(Items listed in a dataset)

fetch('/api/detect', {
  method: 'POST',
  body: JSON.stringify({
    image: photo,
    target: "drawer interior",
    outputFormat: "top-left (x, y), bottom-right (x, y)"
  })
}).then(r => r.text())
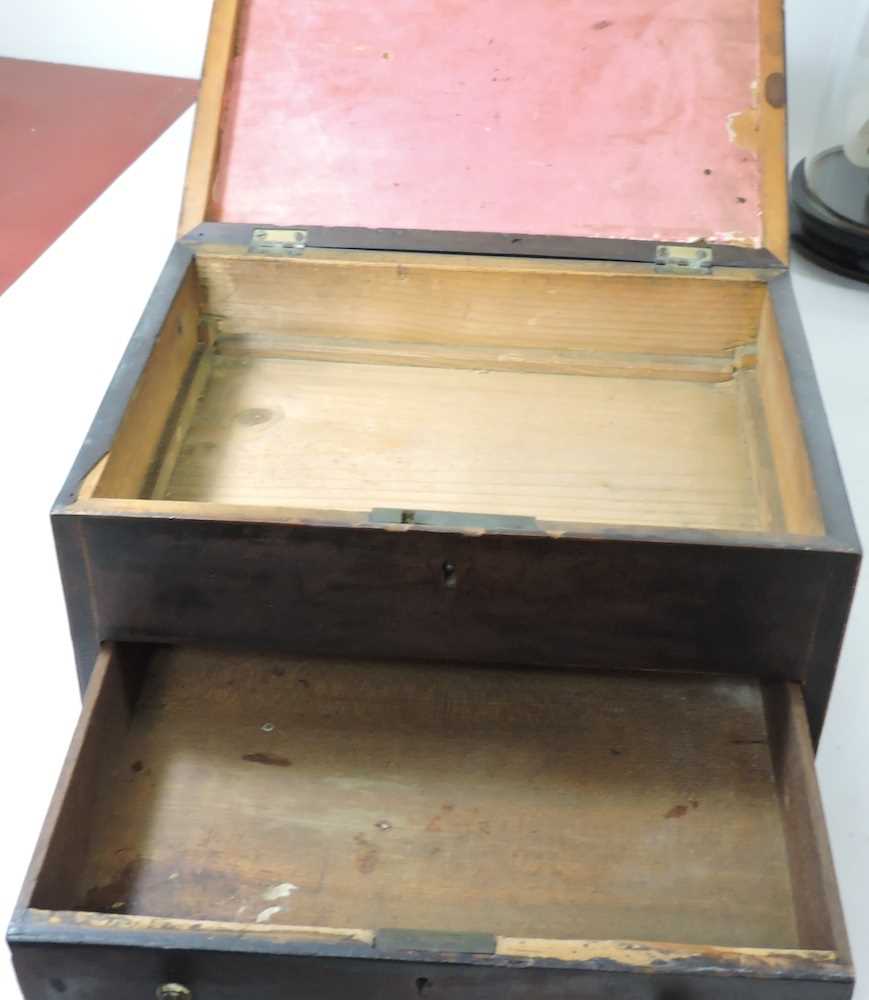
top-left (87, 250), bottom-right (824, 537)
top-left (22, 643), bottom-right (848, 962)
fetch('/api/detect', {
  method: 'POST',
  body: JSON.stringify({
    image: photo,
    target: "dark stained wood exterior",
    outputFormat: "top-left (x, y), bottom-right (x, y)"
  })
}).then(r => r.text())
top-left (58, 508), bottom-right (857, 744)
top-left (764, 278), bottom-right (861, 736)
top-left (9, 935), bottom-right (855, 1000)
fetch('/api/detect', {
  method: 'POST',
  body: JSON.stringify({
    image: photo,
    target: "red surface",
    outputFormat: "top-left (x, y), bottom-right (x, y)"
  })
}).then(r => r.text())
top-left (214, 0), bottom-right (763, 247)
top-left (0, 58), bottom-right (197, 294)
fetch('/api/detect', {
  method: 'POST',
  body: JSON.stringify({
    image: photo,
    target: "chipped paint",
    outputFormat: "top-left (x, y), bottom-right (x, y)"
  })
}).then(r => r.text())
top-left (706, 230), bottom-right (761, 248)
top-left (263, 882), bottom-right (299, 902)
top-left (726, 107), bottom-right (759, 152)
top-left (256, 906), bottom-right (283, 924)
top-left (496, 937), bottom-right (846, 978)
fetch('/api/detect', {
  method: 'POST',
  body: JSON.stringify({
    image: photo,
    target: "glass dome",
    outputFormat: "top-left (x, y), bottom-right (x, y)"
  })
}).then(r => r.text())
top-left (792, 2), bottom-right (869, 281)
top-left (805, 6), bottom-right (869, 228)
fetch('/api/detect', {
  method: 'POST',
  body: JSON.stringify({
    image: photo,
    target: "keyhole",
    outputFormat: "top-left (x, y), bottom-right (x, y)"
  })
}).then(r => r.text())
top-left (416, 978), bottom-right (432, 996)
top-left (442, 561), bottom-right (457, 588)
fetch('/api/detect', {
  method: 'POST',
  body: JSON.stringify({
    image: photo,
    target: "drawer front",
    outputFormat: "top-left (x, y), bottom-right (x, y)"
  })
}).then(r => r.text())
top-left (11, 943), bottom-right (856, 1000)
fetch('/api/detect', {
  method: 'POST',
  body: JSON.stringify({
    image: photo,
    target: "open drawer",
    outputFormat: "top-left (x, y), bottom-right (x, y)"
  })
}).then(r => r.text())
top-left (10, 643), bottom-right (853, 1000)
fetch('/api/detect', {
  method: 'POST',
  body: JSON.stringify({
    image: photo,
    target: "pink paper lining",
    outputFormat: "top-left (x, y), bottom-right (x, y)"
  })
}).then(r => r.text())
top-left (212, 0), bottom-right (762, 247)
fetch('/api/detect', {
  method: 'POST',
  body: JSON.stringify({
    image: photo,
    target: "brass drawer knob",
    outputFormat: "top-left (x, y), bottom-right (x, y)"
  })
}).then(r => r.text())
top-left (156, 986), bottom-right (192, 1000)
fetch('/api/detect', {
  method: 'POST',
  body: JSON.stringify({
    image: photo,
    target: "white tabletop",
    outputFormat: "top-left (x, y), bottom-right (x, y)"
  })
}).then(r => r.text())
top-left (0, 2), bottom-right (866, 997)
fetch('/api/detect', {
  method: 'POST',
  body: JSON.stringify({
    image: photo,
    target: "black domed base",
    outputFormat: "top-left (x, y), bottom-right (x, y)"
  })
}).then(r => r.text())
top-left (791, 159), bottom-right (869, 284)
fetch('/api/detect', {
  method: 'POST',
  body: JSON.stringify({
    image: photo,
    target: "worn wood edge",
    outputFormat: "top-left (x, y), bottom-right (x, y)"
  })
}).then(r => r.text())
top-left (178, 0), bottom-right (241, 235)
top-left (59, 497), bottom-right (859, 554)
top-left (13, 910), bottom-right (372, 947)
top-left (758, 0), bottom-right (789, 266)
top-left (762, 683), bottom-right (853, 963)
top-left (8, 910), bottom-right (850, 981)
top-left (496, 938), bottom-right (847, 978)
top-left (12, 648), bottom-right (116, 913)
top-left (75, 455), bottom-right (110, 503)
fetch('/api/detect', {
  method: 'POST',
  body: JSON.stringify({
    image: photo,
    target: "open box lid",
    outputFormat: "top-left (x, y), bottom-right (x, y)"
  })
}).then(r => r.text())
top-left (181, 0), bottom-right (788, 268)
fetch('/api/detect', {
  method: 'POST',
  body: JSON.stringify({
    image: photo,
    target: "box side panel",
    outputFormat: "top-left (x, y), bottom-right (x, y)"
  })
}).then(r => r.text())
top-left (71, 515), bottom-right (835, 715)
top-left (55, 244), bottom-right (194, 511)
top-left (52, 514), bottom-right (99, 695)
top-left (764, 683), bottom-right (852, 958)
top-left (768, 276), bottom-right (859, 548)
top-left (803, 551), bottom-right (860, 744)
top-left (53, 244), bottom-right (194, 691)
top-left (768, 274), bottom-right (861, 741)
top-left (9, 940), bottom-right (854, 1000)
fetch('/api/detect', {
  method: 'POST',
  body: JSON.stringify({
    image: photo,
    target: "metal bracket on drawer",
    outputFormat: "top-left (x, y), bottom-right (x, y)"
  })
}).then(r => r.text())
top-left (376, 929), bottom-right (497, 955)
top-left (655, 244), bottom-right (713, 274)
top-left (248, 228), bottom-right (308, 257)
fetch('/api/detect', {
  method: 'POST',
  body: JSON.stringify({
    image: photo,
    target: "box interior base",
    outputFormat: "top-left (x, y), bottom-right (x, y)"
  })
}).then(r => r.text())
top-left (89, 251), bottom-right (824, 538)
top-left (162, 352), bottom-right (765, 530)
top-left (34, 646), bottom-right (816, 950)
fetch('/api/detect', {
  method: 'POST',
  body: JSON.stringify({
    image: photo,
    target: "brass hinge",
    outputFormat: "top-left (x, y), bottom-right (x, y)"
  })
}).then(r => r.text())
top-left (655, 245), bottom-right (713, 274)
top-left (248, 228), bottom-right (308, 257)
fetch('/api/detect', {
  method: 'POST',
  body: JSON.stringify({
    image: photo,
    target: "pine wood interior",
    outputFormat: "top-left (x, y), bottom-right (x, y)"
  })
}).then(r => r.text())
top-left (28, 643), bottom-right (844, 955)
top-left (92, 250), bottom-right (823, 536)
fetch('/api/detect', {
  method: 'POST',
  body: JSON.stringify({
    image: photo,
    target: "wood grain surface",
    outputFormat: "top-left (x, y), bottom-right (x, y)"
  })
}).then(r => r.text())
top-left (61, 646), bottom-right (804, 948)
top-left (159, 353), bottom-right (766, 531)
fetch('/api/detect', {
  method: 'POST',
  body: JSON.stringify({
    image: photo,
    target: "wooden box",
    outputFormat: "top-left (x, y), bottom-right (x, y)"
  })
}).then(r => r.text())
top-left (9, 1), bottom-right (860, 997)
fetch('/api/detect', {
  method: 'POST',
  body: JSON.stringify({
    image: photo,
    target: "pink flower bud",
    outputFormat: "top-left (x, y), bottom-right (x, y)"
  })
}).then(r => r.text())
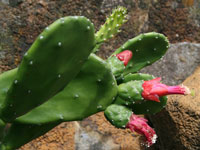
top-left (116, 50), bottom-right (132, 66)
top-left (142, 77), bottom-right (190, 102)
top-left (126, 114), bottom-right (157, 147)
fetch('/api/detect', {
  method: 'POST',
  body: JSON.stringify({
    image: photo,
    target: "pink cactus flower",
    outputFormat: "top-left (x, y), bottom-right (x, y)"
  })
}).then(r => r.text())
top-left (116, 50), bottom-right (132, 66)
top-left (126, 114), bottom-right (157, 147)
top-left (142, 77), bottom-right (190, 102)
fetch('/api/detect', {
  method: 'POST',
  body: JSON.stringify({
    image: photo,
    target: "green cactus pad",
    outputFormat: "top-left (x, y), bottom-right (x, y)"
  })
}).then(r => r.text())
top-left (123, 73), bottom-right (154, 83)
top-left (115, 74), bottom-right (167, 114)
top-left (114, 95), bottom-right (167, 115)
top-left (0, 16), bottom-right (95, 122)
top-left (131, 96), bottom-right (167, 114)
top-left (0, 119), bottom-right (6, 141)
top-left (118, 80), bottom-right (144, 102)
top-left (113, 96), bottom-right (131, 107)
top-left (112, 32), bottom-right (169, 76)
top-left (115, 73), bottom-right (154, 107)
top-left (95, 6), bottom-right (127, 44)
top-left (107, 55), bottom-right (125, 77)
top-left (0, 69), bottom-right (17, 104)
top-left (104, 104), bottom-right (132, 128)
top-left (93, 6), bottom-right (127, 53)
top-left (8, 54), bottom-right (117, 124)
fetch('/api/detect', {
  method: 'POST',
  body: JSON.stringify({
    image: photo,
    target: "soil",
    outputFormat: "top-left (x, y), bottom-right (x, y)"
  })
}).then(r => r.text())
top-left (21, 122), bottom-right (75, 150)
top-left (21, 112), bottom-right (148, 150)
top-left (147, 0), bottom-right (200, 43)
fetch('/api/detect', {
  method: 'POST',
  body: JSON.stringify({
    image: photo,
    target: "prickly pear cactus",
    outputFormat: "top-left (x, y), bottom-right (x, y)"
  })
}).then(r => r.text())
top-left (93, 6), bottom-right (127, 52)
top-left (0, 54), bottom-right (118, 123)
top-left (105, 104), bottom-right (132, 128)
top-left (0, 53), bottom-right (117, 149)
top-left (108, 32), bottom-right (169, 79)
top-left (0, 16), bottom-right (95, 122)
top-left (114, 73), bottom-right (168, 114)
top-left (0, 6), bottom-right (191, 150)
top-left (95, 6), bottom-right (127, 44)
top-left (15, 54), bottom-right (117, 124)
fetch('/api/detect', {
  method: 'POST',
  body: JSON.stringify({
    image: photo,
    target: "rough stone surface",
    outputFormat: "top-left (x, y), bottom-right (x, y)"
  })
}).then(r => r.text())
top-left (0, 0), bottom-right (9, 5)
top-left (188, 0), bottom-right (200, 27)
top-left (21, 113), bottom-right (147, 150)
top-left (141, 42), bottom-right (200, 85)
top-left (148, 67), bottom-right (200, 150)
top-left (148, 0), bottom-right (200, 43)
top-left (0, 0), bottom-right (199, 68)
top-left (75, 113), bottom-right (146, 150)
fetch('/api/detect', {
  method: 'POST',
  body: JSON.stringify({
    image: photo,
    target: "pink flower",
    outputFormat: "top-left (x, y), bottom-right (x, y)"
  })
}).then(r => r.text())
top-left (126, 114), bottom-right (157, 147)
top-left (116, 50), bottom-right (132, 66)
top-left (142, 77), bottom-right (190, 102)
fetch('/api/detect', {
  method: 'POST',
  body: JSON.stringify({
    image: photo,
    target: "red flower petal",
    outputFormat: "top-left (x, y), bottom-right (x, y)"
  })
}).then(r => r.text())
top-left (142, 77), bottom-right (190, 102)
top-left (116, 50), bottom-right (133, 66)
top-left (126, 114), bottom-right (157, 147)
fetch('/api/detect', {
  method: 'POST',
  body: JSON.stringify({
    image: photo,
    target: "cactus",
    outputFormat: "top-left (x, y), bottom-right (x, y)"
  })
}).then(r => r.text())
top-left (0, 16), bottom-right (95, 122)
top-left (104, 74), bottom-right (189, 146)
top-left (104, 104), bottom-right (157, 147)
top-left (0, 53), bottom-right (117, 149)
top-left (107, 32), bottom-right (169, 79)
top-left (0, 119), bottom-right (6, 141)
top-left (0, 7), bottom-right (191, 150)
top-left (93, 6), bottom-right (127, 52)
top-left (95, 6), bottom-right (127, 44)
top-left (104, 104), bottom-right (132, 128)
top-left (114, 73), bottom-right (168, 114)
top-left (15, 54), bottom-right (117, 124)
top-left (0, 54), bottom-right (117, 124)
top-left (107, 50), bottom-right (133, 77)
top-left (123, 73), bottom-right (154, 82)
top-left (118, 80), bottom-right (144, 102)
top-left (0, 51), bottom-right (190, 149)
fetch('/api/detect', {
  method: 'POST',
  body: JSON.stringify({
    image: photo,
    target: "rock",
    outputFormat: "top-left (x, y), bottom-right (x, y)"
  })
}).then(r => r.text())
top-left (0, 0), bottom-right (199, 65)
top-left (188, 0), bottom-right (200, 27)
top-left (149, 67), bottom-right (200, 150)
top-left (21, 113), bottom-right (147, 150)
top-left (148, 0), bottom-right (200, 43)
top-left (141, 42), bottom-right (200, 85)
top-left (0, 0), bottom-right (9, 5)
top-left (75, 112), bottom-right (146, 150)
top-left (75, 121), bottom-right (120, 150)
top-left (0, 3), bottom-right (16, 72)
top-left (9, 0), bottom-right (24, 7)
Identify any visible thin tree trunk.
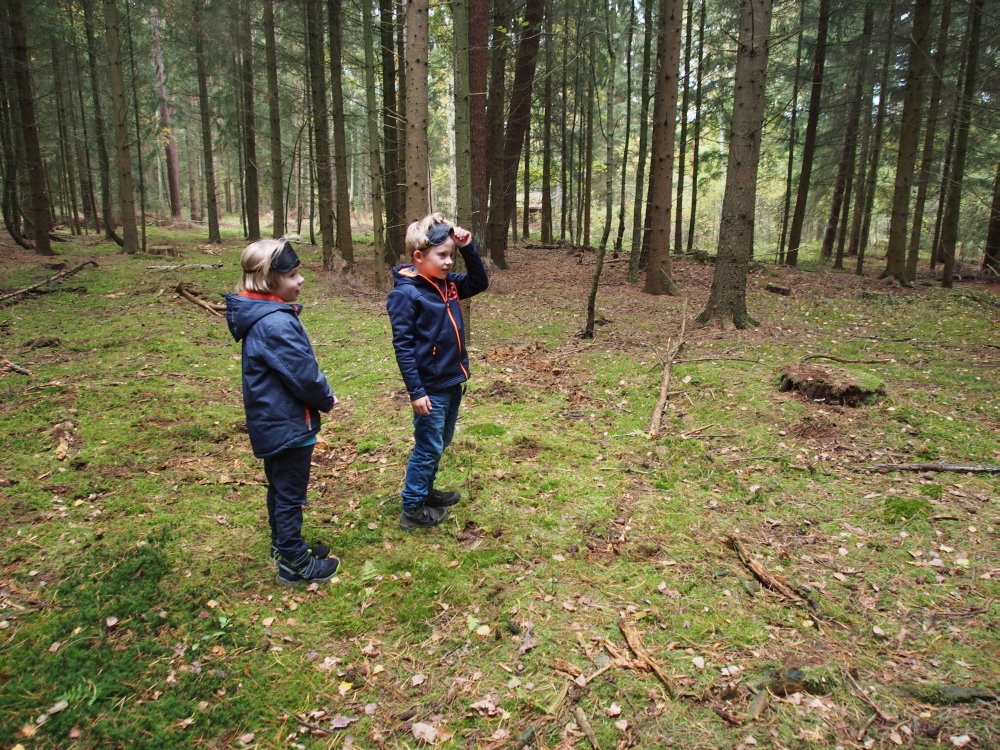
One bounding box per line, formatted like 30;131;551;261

• YOUR ASSIGNMENT
Lines in the data that hold "base" must be located and copied.

• COMPLETED TASK
    target: "black domed base",
    target: "box interior base",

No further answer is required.